I have been clean and sober since August 1985. I was 20 years old. I am very aware that I had nothing to do with getting sober; that it is only by the grace of God that I was able to quit. I have two amazing sons who have always had a sober mother; I returned to school and have a master’s degree; I have a successful career and am respected by my peers; I have loving relationships with my family and friends; I am a productive and contributing member of society; I am a PTA volunteer and was even the den mother.
I should be dead.
We got the call and headed over to Brenda’s house. Brenda was probably in her late 20’s. She seemed old to me and was kind of trailer parky, but she was our only source for drugs that we had found since we relapsed after Menninger’s. Neither of us liked her very much because we knew she was cutting it and there was something shifty about her. J kept telling me he would figure out who she was getting it from so we could bypass her. That was how we ended up finding Joy.

Coordinate annotation entries
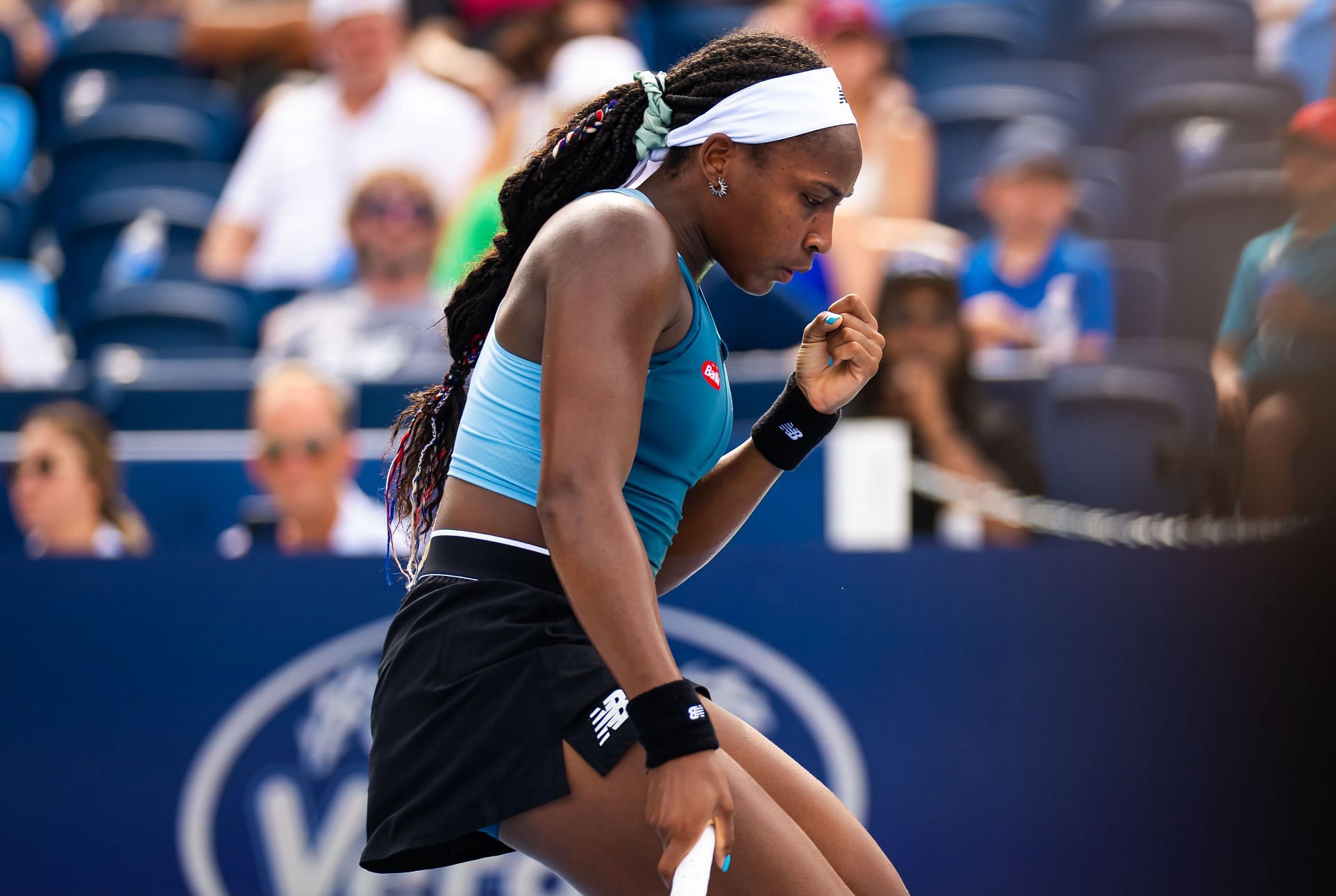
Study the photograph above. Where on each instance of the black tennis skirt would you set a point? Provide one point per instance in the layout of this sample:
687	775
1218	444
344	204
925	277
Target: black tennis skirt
485	672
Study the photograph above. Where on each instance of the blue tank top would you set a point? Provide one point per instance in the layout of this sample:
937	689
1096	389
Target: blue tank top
685	425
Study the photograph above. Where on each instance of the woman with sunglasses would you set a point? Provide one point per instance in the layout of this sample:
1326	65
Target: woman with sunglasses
386	319
65	488
925	381
571	467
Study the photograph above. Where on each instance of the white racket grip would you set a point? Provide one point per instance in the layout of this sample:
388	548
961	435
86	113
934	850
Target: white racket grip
692	875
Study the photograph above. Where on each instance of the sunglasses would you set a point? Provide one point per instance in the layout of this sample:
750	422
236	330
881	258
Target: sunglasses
40	466
418	210
310	448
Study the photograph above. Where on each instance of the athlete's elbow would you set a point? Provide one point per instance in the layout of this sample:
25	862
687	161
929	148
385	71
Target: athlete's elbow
568	505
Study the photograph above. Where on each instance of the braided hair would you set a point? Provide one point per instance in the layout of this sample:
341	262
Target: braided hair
595	150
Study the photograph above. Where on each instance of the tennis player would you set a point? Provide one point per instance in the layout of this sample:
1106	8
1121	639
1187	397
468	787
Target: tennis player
528	698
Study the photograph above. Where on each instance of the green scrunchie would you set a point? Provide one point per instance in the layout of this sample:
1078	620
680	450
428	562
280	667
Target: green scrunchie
653	132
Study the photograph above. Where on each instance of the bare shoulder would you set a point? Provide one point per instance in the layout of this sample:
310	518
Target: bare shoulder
619	237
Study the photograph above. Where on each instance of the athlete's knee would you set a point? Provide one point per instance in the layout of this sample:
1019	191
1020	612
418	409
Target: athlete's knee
1278	424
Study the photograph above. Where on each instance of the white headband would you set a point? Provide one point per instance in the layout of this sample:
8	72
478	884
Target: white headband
768	111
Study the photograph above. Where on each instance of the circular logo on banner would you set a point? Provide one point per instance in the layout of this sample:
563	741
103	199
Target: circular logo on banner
276	797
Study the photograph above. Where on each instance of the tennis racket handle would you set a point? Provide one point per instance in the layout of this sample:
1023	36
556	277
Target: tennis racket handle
692	875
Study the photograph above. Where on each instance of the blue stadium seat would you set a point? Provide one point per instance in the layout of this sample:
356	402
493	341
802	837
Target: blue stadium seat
1260	155
1228	70
1310	51
130	134
202	178
200	390
17	136
942	36
125	47
95	90
1072	81
1109	431
33	280
1141	287
1131	45
1186	360
97	221
165	315
968	118
1102	197
1173	132
17	402
17	219
8	70
1207	226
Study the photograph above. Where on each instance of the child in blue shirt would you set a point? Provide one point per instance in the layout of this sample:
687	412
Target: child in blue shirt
1033	283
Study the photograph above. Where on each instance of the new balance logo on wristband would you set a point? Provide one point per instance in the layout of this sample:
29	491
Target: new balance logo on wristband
612	714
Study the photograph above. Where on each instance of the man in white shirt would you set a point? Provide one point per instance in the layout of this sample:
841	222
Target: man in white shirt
305	461
280	222
31	353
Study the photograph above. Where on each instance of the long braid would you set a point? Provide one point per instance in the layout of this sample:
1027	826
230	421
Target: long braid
595	150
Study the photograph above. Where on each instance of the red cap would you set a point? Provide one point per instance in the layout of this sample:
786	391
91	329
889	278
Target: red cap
833	17
1317	123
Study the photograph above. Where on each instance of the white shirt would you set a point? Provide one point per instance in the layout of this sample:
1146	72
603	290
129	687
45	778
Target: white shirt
308	155
351	337
31	353
107	544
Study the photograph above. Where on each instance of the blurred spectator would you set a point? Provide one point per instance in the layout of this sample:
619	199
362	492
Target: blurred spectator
280	222
386	319
249	43
900	170
66	488
1033	283
925	380
582	70
1275	361
31	351
1275	23
305	461
897	183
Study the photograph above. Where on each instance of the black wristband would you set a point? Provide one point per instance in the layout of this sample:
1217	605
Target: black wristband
671	721
791	428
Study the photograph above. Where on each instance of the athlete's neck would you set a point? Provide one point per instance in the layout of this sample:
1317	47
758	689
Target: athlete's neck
669	199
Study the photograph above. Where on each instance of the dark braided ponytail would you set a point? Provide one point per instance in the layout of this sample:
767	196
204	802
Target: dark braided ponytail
595	150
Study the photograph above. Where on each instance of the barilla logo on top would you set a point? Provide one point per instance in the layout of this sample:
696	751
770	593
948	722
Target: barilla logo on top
276	799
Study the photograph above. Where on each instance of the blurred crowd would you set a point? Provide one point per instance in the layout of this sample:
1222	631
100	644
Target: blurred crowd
302	182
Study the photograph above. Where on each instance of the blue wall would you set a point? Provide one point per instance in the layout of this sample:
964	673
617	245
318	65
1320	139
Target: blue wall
1061	720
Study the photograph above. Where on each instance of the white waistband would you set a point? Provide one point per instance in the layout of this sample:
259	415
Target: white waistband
499	540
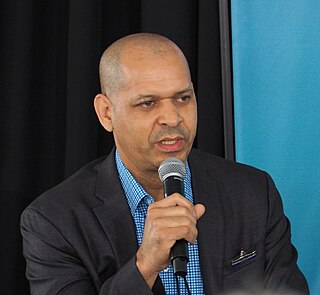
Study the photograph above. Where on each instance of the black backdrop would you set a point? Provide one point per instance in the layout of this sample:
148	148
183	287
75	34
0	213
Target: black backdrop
49	76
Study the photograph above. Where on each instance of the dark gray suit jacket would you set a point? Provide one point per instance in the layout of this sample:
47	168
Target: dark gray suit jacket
79	237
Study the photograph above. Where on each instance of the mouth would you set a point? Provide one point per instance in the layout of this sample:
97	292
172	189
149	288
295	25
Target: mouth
170	144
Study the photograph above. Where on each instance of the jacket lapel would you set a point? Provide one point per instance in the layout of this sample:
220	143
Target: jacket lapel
114	213
210	226
115	217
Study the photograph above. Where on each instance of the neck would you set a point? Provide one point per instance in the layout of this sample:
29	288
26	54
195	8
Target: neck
152	185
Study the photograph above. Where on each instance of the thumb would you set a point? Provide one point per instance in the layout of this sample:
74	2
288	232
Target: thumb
199	210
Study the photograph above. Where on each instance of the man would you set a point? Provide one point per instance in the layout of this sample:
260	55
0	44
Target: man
109	230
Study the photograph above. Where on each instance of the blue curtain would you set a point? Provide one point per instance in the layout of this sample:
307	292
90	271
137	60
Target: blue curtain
276	68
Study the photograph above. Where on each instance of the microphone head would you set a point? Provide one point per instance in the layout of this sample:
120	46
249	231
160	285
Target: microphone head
172	167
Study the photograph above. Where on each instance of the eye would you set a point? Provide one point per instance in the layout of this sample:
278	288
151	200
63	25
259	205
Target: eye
147	104
184	98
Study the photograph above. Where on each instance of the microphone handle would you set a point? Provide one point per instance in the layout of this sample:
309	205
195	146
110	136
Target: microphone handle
179	255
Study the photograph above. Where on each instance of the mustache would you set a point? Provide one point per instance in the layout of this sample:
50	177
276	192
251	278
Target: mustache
168	131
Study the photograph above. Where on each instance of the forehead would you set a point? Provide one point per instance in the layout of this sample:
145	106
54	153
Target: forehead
159	72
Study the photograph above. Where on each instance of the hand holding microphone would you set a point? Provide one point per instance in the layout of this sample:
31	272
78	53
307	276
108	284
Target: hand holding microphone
168	220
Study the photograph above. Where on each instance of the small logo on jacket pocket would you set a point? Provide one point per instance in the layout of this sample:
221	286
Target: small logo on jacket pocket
243	257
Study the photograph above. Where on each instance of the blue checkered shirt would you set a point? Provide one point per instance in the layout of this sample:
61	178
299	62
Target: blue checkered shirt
139	200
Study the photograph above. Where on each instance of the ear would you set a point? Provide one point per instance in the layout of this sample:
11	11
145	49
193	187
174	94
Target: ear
103	108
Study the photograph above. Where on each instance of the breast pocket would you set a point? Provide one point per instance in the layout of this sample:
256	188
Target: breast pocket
246	269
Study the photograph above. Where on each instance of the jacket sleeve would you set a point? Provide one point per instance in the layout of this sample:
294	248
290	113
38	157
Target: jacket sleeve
54	267
282	273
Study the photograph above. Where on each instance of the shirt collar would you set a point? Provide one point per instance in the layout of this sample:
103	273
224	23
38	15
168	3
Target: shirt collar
134	192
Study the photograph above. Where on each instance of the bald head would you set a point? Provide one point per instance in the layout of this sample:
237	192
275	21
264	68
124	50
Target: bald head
136	46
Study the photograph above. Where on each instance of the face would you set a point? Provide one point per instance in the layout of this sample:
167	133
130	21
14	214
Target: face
154	116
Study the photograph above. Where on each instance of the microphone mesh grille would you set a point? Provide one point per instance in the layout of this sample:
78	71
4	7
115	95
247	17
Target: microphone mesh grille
172	167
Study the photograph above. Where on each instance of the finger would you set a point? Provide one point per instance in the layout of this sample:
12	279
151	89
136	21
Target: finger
170	235
173	211
174	200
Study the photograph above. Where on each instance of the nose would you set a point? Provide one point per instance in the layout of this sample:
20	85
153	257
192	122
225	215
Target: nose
169	114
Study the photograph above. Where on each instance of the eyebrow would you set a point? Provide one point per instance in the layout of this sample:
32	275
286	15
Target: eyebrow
143	97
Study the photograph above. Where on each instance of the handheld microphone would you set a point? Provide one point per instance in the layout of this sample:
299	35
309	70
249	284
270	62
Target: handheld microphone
172	171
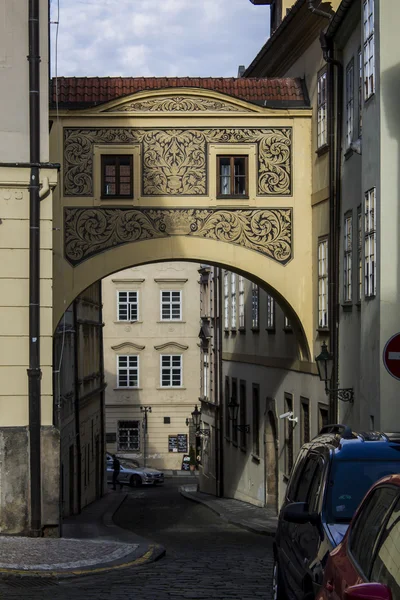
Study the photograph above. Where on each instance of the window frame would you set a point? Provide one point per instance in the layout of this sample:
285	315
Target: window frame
129	303
128	368
323	295
117	195
170	302
270	313
349	102
369	48
119	448
171	367
322	109
348	258
370	274
232	158
255	307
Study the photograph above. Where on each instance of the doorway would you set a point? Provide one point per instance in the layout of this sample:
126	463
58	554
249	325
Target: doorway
271	463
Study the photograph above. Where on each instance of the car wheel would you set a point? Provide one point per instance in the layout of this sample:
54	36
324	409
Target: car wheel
277	588
135	481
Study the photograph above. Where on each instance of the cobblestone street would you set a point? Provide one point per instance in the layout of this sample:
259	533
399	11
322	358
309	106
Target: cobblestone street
206	558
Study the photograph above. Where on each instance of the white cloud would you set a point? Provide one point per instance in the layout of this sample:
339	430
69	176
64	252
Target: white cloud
197	38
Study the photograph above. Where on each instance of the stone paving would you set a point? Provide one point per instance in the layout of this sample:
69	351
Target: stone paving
206	557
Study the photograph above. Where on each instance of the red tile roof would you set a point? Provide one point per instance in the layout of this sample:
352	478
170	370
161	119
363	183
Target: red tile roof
74	92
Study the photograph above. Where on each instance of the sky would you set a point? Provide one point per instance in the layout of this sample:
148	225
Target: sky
156	38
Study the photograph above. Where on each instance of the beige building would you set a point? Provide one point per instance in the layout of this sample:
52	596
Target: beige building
151	359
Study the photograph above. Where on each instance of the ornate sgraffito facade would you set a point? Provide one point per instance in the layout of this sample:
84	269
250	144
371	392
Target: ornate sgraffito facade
175	160
89	231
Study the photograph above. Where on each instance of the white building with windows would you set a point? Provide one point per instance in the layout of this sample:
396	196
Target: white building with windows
151	359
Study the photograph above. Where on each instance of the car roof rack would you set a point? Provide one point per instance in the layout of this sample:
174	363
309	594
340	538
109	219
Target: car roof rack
344	430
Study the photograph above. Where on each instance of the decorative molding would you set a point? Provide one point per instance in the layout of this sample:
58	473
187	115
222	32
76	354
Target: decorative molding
169	280
172	345
177	104
128	345
175	161
90	231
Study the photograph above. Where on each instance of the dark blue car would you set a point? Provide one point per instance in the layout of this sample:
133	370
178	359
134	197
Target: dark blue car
331	475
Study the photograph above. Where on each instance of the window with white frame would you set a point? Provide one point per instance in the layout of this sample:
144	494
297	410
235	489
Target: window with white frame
359	254
233	300
369	243
226	300
369	49
206	371
128	436
171	370
255	308
348	258
171	305
128	371
270	312
128	306
349	103
360	86
241	302
322	111
323	283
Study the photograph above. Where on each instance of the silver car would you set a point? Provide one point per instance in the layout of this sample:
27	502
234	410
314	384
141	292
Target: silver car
133	475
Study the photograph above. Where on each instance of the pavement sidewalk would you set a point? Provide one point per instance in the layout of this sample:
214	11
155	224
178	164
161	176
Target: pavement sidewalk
90	543
242	514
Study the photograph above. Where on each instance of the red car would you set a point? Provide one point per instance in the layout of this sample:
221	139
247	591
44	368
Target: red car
366	564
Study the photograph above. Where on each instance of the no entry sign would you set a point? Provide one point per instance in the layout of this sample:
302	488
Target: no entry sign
391	356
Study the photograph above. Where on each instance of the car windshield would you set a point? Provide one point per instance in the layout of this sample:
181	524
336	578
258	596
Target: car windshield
349	481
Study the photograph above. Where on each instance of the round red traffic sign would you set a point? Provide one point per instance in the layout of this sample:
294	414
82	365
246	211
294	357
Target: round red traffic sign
391	356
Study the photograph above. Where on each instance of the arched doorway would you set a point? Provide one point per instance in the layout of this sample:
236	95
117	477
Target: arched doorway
271	462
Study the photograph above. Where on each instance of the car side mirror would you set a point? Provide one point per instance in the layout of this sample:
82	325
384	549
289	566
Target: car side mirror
368	591
297	512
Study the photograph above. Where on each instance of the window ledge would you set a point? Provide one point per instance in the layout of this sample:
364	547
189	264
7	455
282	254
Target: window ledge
347	306
171	387
322	150
121	389
171	321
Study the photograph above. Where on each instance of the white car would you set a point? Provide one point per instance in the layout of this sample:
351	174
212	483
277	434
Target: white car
133	475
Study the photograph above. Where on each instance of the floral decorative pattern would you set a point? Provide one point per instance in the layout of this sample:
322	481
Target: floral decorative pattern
175	160
90	231
178	104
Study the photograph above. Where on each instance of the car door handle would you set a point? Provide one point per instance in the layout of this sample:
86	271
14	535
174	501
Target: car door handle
329	586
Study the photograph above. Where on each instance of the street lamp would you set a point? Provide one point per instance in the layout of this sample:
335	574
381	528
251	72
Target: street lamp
325	368
196	417
233	408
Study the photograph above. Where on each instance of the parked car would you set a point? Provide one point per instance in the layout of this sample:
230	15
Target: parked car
329	479
132	475
366	564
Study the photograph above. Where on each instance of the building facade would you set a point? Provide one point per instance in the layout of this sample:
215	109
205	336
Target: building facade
152	364
29	442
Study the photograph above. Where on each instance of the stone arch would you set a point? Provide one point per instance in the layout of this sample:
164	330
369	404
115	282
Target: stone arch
290	286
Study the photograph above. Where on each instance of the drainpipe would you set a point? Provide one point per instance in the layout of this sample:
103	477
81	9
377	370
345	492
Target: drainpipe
34	371
218	286
335	150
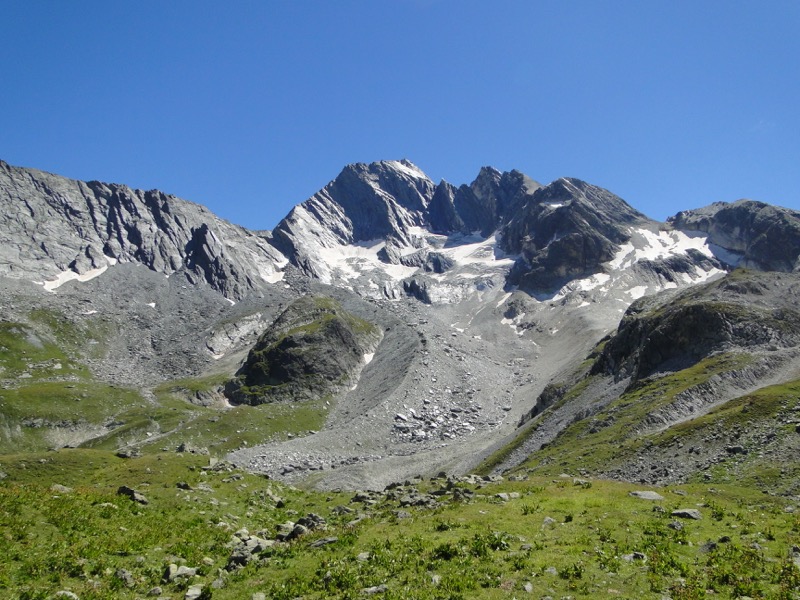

■ What you are asked to do
Quote the entire sobriety account above word for word.

■ Reply
I have been clean and sober since August 1985. I was 20 years old. I am very aware that I had nothing to do with getting sober; that it is only by the grace of God that I was able to quit. I have two amazing sons who have always had a sober mother; I returned to school and have a master’s degree; I have a successful career and am respected by my peers; I have loving relationships with my family and friends; I am a productive and contributing member of society; I am a PTA volunteer and was even the den mother.
I should be dead.
We got the call and headed over to Brenda’s house. Brenda was probably in her late 20’s. She seemed old to me and was kind of trailer parky, but she was our only source for drugs that we had found since we relapsed after Menninger’s. Neither of us liked her very much because we knew she was cutting it and there was something shifty about her. J kept telling me he would figure out who she was getting it from so we could bypass her. That was how we ended up finding Joy.